Requirement
Count how many lines of the records contain the string "mountain", treating uppercase and lowercase letters as different, and reply with that number alone.

───── Input for this task ─────

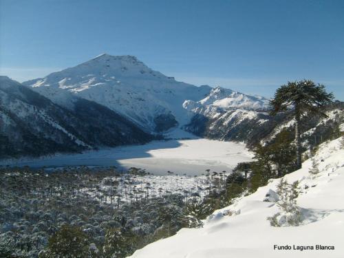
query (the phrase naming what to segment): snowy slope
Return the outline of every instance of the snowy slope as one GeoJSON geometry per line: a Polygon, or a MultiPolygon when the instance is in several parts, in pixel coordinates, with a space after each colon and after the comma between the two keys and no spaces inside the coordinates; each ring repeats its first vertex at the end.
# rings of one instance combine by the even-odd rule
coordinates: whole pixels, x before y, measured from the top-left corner
{"type": "Polygon", "coordinates": [[[343,257],[343,141],[342,137],[320,146],[315,156],[320,170],[316,176],[308,172],[310,160],[285,176],[289,183],[299,180],[303,189],[297,198],[306,217],[301,226],[276,228],[267,221],[279,211],[275,202],[263,201],[270,190],[276,191],[279,180],[272,180],[253,194],[215,211],[204,228],[182,229],[136,251],[132,257],[343,257]],[[290,245],[292,250],[274,250],[274,245],[290,245]],[[314,250],[293,250],[293,245],[312,246],[314,250]],[[316,250],[315,245],[334,246],[334,250],[316,250]]]}
{"type": "Polygon", "coordinates": [[[0,76],[0,158],[144,143],[153,138],[112,110],[72,97],[72,110],[65,109],[0,76]]]}
{"type": "Polygon", "coordinates": [[[186,100],[196,105],[250,109],[264,108],[267,103],[264,98],[228,89],[178,82],[135,56],[107,54],[23,84],[69,109],[73,100],[65,92],[95,101],[149,131],[166,131],[177,122],[180,126],[188,123],[192,114],[183,107],[186,100]],[[166,128],[159,130],[162,122],[166,128]]]}

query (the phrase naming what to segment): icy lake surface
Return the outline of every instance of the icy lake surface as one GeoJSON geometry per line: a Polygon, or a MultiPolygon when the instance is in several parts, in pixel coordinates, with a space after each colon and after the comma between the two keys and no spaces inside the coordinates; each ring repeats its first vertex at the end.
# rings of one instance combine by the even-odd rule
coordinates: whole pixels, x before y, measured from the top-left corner
{"type": "Polygon", "coordinates": [[[252,153],[244,144],[206,139],[153,141],[143,145],[91,151],[80,154],[21,160],[2,163],[31,167],[68,166],[116,166],[121,169],[135,166],[155,175],[170,171],[180,175],[201,175],[206,169],[230,171],[239,162],[249,161],[252,153]]]}

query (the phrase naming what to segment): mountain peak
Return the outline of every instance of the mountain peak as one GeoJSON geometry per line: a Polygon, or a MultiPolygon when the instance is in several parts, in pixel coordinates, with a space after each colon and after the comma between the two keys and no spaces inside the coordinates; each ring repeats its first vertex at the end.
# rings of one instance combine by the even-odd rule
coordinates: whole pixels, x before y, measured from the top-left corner
{"type": "Polygon", "coordinates": [[[121,61],[138,61],[138,59],[135,56],[131,55],[122,55],[122,56],[113,56],[107,53],[103,53],[100,55],[93,58],[92,60],[121,60],[121,61]]]}

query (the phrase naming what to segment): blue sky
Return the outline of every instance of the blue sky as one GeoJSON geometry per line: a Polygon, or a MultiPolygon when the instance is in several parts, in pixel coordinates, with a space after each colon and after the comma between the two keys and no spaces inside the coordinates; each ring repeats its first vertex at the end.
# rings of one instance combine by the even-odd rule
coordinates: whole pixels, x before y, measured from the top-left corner
{"type": "Polygon", "coordinates": [[[0,0],[0,73],[23,81],[106,52],[265,96],[311,79],[344,100],[343,14],[341,0],[0,0]]]}

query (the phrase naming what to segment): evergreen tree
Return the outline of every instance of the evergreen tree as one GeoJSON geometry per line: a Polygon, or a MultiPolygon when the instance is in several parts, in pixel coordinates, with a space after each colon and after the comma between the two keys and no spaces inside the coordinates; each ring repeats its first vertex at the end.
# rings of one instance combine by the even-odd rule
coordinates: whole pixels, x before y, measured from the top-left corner
{"type": "Polygon", "coordinates": [[[293,108],[295,119],[295,141],[297,145],[297,169],[301,167],[301,147],[300,141],[300,119],[305,114],[316,114],[326,117],[321,107],[331,103],[334,98],[332,93],[326,93],[322,85],[316,85],[311,80],[303,80],[288,82],[277,89],[274,98],[270,100],[270,114],[286,111],[293,108]]]}
{"type": "Polygon", "coordinates": [[[40,254],[41,258],[93,257],[87,235],[77,226],[63,225],[50,239],[47,249],[40,254]]]}

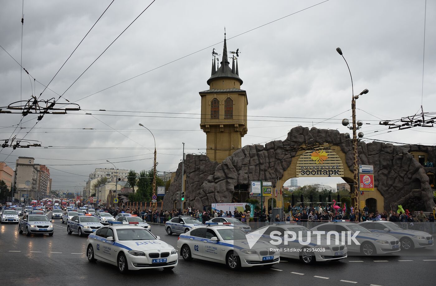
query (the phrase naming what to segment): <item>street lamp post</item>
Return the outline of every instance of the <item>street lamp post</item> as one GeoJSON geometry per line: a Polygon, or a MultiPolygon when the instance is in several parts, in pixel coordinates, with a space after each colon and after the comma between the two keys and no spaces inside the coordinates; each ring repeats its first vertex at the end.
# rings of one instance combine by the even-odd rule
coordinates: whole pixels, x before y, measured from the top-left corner
{"type": "MultiPolygon", "coordinates": [[[[347,67],[348,68],[348,72],[350,73],[350,77],[351,79],[351,112],[352,115],[352,127],[350,127],[350,129],[353,130],[353,150],[354,153],[354,160],[353,160],[353,191],[351,192],[351,204],[353,205],[353,208],[354,208],[354,210],[358,210],[359,209],[359,174],[358,174],[358,155],[357,155],[357,134],[356,134],[356,130],[359,127],[357,127],[357,125],[358,125],[359,126],[362,125],[362,123],[361,121],[359,121],[358,123],[358,124],[356,124],[356,99],[359,98],[359,95],[361,95],[362,94],[366,94],[368,93],[368,89],[364,89],[358,95],[354,96],[354,87],[353,86],[353,77],[351,76],[351,72],[350,70],[350,67],[348,66],[348,63],[347,62],[347,60],[344,57],[344,55],[342,54],[342,51],[341,50],[341,48],[336,48],[336,51],[337,52],[338,54],[340,54],[342,56],[342,58],[345,61],[345,63],[347,64],[347,67]]],[[[342,124],[344,126],[347,126],[348,124],[348,119],[344,119],[342,120],[342,124]]],[[[363,134],[361,133],[361,136],[360,136],[361,133],[359,133],[359,137],[362,137],[363,136],[363,134]]]]}
{"type": "MultiPolygon", "coordinates": [[[[151,133],[151,136],[153,136],[153,140],[154,140],[154,162],[153,164],[153,195],[154,195],[156,194],[156,140],[154,138],[154,135],[153,135],[153,133],[150,131],[150,129],[145,127],[142,125],[142,123],[139,123],[140,126],[142,126],[144,127],[151,133]]],[[[154,208],[157,208],[157,203],[154,203],[154,208]]]]}

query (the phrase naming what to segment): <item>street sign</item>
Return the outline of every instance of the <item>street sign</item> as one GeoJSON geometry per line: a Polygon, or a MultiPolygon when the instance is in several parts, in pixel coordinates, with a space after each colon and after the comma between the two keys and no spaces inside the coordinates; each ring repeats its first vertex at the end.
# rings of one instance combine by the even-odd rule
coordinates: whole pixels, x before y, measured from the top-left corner
{"type": "Polygon", "coordinates": [[[261,191],[262,191],[260,188],[260,181],[252,181],[251,192],[250,193],[250,195],[252,197],[260,197],[260,192],[261,191]]]}
{"type": "Polygon", "coordinates": [[[374,174],[374,167],[372,165],[359,165],[359,173],[361,174],[374,174]]]}
{"type": "Polygon", "coordinates": [[[361,191],[374,190],[374,175],[372,174],[359,174],[359,186],[361,191]]]}

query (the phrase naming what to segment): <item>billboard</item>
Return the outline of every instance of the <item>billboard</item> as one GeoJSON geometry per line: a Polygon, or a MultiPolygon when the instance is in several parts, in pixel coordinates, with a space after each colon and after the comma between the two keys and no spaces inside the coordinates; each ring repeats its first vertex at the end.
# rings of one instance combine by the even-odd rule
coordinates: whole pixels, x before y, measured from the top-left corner
{"type": "Polygon", "coordinates": [[[157,192],[156,194],[158,196],[165,195],[165,186],[158,186],[157,192]]]}
{"type": "Polygon", "coordinates": [[[374,191],[374,175],[359,174],[359,186],[361,191],[374,191]]]}

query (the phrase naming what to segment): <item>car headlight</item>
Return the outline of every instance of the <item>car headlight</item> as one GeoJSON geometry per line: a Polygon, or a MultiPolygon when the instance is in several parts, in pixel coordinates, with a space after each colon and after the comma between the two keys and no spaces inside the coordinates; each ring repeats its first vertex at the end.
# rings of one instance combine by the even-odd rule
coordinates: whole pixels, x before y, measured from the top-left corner
{"type": "Polygon", "coordinates": [[[257,252],[256,252],[255,250],[253,250],[252,249],[241,249],[239,250],[241,252],[243,253],[245,253],[245,254],[257,254],[257,252]]]}
{"type": "Polygon", "coordinates": [[[381,244],[388,244],[388,242],[386,240],[376,240],[375,242],[381,244]]]}
{"type": "Polygon", "coordinates": [[[145,253],[142,251],[136,251],[136,250],[129,250],[128,251],[129,253],[135,256],[145,256],[145,253]]]}

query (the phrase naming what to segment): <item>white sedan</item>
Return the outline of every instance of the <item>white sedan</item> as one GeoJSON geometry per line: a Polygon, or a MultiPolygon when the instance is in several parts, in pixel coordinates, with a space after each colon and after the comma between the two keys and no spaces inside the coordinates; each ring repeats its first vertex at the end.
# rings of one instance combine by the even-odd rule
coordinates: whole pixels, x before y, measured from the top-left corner
{"type": "Polygon", "coordinates": [[[222,224],[226,223],[207,223],[209,226],[196,227],[179,236],[177,248],[184,260],[213,261],[232,269],[270,267],[280,262],[279,254],[271,244],[258,240],[251,245],[247,236],[252,238],[239,228],[222,224]]]}
{"type": "Polygon", "coordinates": [[[160,238],[132,223],[112,222],[88,236],[86,257],[90,262],[99,260],[115,265],[121,273],[152,268],[170,270],[177,266],[178,255],[160,238]]]}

─────

Reply to the exercise
2